(TASK DETAILS)
Your response should give back each record exactly, word for word.

(Data records)
Content starts

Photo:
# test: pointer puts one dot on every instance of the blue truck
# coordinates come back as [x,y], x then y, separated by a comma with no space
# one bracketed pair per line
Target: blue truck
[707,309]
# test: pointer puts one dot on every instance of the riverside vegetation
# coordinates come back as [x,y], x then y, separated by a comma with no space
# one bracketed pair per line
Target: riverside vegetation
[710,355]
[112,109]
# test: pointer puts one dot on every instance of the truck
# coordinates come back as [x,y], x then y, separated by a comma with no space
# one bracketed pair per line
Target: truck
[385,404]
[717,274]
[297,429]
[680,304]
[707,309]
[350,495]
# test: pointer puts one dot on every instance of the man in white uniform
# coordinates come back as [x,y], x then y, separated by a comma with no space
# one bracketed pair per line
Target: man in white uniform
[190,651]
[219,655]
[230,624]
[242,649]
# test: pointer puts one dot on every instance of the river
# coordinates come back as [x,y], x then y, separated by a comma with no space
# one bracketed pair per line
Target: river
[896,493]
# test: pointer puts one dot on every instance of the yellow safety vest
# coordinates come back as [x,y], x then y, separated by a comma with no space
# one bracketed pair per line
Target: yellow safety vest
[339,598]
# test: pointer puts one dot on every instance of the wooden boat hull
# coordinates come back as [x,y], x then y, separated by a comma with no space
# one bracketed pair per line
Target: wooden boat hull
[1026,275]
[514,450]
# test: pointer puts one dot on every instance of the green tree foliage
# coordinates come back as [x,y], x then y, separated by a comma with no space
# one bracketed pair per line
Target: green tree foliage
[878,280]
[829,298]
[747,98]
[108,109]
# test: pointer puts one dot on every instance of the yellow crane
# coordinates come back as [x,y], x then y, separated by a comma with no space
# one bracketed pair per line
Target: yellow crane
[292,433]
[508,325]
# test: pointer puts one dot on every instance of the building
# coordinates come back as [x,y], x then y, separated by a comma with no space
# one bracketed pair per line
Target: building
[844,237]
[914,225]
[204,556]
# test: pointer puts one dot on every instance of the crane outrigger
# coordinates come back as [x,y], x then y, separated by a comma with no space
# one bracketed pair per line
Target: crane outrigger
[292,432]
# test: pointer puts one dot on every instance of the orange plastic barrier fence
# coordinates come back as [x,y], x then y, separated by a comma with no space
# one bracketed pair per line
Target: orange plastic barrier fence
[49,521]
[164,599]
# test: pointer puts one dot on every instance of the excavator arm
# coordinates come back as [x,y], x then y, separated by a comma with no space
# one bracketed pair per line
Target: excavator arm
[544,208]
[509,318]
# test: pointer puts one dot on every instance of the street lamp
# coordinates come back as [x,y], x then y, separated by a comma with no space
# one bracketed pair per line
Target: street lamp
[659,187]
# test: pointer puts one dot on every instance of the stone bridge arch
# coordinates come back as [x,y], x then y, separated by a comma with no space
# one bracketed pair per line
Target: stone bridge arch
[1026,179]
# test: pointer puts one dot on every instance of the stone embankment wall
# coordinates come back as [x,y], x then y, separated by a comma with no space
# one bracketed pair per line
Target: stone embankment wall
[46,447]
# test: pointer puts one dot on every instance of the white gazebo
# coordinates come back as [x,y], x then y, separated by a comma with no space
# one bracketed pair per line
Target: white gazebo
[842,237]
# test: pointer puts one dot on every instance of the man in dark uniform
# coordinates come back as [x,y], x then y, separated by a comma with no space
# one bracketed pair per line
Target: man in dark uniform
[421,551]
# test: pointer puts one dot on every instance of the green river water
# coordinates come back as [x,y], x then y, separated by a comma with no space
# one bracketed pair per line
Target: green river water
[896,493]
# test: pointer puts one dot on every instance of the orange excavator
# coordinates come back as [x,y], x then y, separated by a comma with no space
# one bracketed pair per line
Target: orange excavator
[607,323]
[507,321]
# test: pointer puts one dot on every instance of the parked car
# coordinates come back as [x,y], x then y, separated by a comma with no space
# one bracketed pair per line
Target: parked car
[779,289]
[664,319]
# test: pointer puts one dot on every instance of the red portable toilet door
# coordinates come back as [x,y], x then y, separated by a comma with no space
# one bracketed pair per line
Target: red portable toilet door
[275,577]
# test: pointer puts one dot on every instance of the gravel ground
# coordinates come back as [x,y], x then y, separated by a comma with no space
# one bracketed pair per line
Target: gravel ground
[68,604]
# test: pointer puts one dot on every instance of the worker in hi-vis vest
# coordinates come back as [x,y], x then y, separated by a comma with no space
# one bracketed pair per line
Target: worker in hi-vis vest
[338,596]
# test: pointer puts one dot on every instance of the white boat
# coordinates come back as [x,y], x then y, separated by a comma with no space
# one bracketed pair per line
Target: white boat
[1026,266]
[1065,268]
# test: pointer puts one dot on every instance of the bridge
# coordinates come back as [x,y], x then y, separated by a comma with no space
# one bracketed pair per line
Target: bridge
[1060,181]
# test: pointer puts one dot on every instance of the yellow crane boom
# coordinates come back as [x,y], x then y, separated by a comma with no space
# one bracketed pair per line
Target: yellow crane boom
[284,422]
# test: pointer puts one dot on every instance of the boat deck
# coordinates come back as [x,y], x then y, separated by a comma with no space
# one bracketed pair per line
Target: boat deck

Content ends

(THE ANSWER)
Photo:
# test: pointer puts one dot on every instance of the blue truck
# coordinates come back as [x,y], x then y, separated by a comma with no space
# one bracketed pair per line
Target: blue truck
[707,309]
# test: pointer puts one dot on every instance of the riverside vegetation
# coordinates come back as [x,y], x then y, separated by a comma with no space
# one bracketed pair per line
Target: riverside vegetation
[710,355]
[112,109]
# test: pointer puts one dot on every instance of the truck
# coordinates come back as [x,y], x then y, separated by a comma with no space
# one bracketed pair per line
Target: truck
[385,404]
[717,274]
[297,429]
[680,304]
[707,309]
[350,495]
# test: pointer puts one dot on every instance of the man in white uniform
# coordinates come back as [x,y], x then y, separated by a comma with no space
# one bracketed pair per line
Target: man in white uniform
[190,651]
[219,655]
[230,624]
[242,649]
# test: pointer puts one dot on every instance of the river
# coordinates come back as [x,y], x then y, separated by a comma with no space
# one bracketed pair per line
Target: river
[896,493]
# test: pointer puts one dot on every instance of the yellow safety vest
# coordinates come back as [x,y], x then y, separated by a comma with no space
# one bracketed pair per line
Target: yellow safety vest
[339,598]
# test: pointer puts one dot on every instance of the wooden boat hull
# coordinates come back as [x,y], x then y, separated by a comma with no space
# one bracketed pair per line
Target: wooden boat hull
[1026,275]
[514,450]
# test: pointer puts one dot on every instance of the green tree foliage
# coordinates come back as [x,y], x then y, separated by a comma with no space
# one bracketed pair per line
Target: green tree foliage
[878,280]
[829,298]
[747,98]
[108,109]
# test: pointer puts one dot on every instance of the yellow crane
# coordinates come back as [x,y], x then y, separated by a comma with no space
# one bracketed pair per line
Target: yellow crane
[292,433]
[508,325]
# test: pointer puts one dot on every instance of the building
# coordinates come back as [x,y], x then y, separated by a comma with no space
# one bracketed pair per line
Target: building
[844,237]
[914,225]
[204,556]
# test: pointer puts one dot on every instance of the crane outrigger
# coordinates come back as [x,y], x then y, separated by a comma with no space
# one bracketed pair per line
Target: crane outrigger
[292,432]
# test: pointer puts one dot on every instance of the orange plastic barrier fence
# coordinates come back as [x,y], x then y, separated by a comma with no space
# one bracketed pair per line
Target: orange plastic barrier fence
[49,521]
[164,599]
# test: pointer puts one dot on every instance of the excavator arm
# coordinates come back as [x,y], x then y, separated by a comma with no space
# one bracketed pair per line
Target: excavator arm
[544,208]
[509,318]
# test: pointer puts one dot on every instance of the street lamp
# coordinates come back as [x,y], x then y, separated by a comma with no space
# one bracketed pair per line
Target: street lamp
[659,187]
# test: pointer puts one dot on every instance of the stone bridge arch
# coordinates come back as [x,y], x then y, separated by a comma with no space
# one bracketed pair per line
Target: stone bridge arch
[1026,179]
# test: pointer puts one dot on every instance of the stone embankment wall
# coordinates come back as [x,y], x then y, separated by a comma with no space
# one bracketed pair per line
Target: stone embankment wall
[46,447]
# test: pointer puts one dot on every instance of the white gazebo
# coordinates come back as [x,y], x then y, separated by a comma with no space
# one bracketed pair per line
Target: white gazebo
[842,237]
# test: pointer puts one dot on every instance of the man in dark uniform
# coordinates come back as [x,y], x then y, separated by a comma with no space
# one bracketed pair per line
Target: man in dark uniform
[421,551]
# test: pointer puts one dot on every instance of the green river water
# coordinates come back as [x,y], x then y, separated by a comma with no space
# one bracketed pair per line
Target: green river water
[896,493]
# test: pointer puts one dot on every instance of the orange excavator
# coordinates come back as [x,y], x then y, separated by a comma with no space
# one bracketed pair per line
Target: orange excavator
[607,323]
[507,321]
# test: pointer puts one dot on every instance of the parked car
# coordinates come back as [x,y], x then y, separated by a comma with no space
# one bracketed pair per line
Target: parked car
[779,289]
[664,319]
# test: pointer puts one dot on every instance of the red portable toilet door
# coordinates come back as [x,y], x then y, separated by a comma with no space
# one bracketed pair per line
Target: red portable toilet door
[275,577]
# test: pointer puts one dot on every instance of the gravel ground
# coordinates come back as [x,y], x then y, separated by a comma with no space
# one bracketed pair per line
Target: gravel ground
[68,604]
# test: pointer puts one dot on every instance of the worker in hi-vis vest
# coordinates come back as [x,y], x then y, separated by a comma with no space
# one bracketed pair per line
Target: worker in hi-vis vest
[338,596]
# test: pointer puts one dot on every instance of the white boat
# coordinates come back as [x,y], x then y, separated by a comma with no space
# one bracketed pair per line
Target: white boat
[1026,266]
[1065,268]
# test: pointer puts one dot on every instance of the bridge
# coordinates come back as [x,y], x then y, separated by a comma with no space
# one bracketed pair per line
Target: bridge
[1060,181]
# test: pointer puts one dot on every instance of the yellow crane boom
# coordinates come back as [x,y], x then y, separated by a comma with no space
# one bracketed pair per line
Target: yellow crane boom
[284,422]
# test: pointer puts one dot on every instance of the boat deck
# coordinates come back as [x,y], x then y, separated by a comma with no space
# one bracketed pair per line
Target: boat deck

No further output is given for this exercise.